**WHAT THE EXERCISE ASKS**
Report every line in the records below that contains the word "court", copying each line in full. Case counts, so only lines with that exact capitalization match.

(Pointing and labeling entries)
◇ ◇ ◇

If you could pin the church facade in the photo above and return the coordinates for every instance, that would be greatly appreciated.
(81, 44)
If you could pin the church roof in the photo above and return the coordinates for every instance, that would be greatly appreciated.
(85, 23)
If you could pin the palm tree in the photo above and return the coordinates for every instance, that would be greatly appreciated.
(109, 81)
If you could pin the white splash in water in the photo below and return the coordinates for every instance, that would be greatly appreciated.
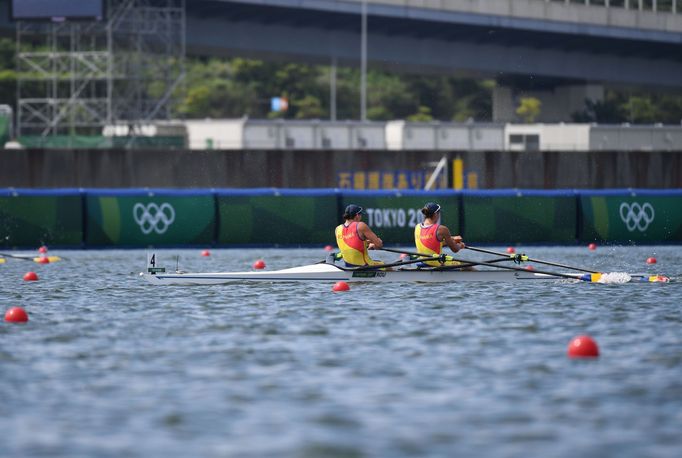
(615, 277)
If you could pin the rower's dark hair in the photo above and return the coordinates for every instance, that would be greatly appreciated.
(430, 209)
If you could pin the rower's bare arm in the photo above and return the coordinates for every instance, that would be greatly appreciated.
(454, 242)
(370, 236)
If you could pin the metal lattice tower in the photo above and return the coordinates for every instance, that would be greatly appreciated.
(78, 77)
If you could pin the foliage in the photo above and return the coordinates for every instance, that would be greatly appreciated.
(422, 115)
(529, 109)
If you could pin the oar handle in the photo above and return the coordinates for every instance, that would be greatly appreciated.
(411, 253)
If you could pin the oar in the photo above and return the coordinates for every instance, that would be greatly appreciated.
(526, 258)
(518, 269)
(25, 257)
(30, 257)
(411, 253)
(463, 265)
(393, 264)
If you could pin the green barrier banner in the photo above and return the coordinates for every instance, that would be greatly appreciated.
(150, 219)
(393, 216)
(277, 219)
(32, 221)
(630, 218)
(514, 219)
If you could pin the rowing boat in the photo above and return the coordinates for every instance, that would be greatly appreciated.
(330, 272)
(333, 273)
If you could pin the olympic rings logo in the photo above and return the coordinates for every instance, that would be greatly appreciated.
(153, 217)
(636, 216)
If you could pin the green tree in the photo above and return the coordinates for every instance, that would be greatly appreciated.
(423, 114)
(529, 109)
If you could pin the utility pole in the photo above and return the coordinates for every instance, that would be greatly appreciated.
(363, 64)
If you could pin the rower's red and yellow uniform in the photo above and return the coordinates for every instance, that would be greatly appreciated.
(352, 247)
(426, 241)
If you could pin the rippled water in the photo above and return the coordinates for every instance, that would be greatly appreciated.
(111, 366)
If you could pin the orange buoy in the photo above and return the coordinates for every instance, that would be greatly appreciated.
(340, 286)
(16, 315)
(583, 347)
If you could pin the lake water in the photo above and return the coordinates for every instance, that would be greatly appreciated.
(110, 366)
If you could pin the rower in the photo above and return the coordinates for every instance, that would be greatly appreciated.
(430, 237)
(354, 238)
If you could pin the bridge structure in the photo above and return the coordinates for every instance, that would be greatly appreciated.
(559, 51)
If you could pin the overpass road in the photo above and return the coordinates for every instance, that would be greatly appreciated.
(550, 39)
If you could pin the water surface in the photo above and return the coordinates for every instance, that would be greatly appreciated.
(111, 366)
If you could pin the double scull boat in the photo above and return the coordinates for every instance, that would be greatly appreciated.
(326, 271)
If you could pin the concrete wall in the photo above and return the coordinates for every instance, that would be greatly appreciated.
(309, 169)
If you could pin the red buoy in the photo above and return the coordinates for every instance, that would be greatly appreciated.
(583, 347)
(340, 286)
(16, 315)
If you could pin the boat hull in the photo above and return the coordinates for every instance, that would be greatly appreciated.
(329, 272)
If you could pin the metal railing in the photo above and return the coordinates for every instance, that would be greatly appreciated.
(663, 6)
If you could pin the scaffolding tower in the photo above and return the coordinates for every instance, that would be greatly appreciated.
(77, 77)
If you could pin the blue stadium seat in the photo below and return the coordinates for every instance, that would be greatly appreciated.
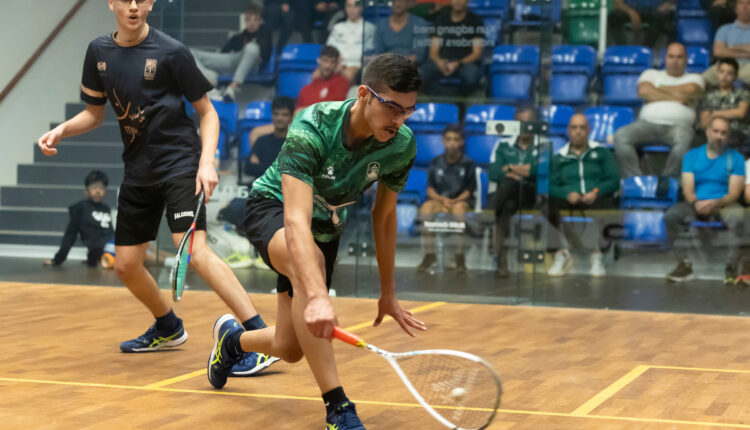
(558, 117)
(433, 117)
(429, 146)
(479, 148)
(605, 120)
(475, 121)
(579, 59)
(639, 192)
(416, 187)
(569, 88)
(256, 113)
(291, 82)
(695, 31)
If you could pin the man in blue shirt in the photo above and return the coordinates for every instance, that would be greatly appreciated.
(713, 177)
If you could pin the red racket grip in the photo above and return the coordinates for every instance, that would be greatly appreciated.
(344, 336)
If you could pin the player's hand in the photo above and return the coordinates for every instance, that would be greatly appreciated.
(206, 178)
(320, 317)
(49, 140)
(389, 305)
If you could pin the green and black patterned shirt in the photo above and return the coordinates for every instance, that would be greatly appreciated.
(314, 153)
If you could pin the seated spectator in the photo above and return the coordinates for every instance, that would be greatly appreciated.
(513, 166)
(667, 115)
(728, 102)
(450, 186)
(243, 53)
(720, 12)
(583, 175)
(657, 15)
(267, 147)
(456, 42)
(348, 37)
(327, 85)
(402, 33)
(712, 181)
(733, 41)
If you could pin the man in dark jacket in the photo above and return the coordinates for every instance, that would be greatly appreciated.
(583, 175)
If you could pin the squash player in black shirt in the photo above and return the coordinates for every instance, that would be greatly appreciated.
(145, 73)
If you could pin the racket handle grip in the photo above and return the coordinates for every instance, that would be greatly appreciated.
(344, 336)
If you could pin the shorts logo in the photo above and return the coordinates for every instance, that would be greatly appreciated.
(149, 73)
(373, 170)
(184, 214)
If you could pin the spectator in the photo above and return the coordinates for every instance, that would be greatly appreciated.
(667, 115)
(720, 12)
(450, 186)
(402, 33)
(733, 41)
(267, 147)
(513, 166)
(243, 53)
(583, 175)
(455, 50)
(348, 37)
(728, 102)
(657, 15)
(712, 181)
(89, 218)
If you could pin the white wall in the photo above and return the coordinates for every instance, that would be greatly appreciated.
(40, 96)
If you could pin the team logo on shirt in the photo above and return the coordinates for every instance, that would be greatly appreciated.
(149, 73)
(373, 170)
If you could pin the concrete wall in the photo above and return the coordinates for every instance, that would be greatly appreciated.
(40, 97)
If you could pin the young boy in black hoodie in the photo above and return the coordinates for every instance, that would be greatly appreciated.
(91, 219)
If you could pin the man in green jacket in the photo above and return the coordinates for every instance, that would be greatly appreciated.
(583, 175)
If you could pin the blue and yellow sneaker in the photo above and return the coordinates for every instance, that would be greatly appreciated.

◇ ◇ ◇

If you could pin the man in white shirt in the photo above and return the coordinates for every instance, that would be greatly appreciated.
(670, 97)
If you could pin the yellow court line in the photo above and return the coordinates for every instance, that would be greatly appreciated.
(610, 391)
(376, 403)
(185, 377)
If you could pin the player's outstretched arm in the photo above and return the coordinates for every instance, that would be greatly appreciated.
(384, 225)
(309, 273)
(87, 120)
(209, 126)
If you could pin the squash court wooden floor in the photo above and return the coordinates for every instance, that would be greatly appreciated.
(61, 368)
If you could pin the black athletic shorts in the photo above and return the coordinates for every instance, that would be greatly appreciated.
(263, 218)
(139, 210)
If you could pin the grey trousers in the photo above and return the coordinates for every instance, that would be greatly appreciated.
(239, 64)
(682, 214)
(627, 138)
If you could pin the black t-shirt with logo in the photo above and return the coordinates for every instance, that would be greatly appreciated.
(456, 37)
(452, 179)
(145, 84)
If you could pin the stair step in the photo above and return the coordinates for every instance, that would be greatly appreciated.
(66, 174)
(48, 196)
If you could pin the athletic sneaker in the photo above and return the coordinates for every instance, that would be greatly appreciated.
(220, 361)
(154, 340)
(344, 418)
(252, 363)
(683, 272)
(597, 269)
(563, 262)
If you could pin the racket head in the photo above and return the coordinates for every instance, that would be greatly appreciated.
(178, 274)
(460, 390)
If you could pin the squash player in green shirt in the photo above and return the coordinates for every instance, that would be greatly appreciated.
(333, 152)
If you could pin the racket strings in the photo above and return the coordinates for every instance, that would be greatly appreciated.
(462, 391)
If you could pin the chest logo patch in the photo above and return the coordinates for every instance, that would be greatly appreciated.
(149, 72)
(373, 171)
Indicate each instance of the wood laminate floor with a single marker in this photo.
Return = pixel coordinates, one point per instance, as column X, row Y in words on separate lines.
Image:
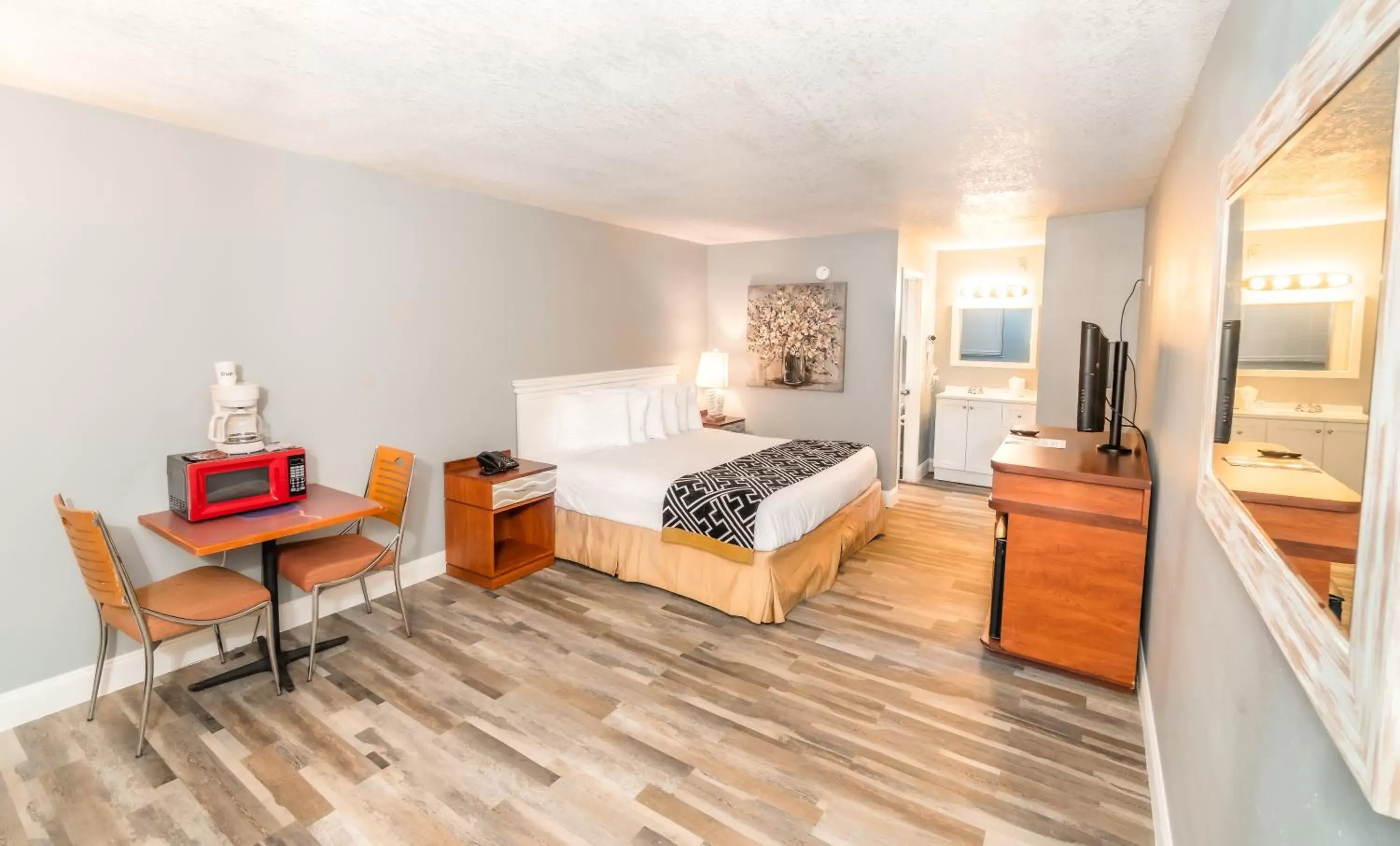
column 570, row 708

◇ ◇ ◇

**SOLUTION FOR THIS PROBLEM**
If you could pin the yellow court line in the photo above and return the coordinates for every instance, that would be greatly appreciated.
If you could pin the squash court wooden floor in the photo above and return the coordinates for every instance, that would be greatly appreciated.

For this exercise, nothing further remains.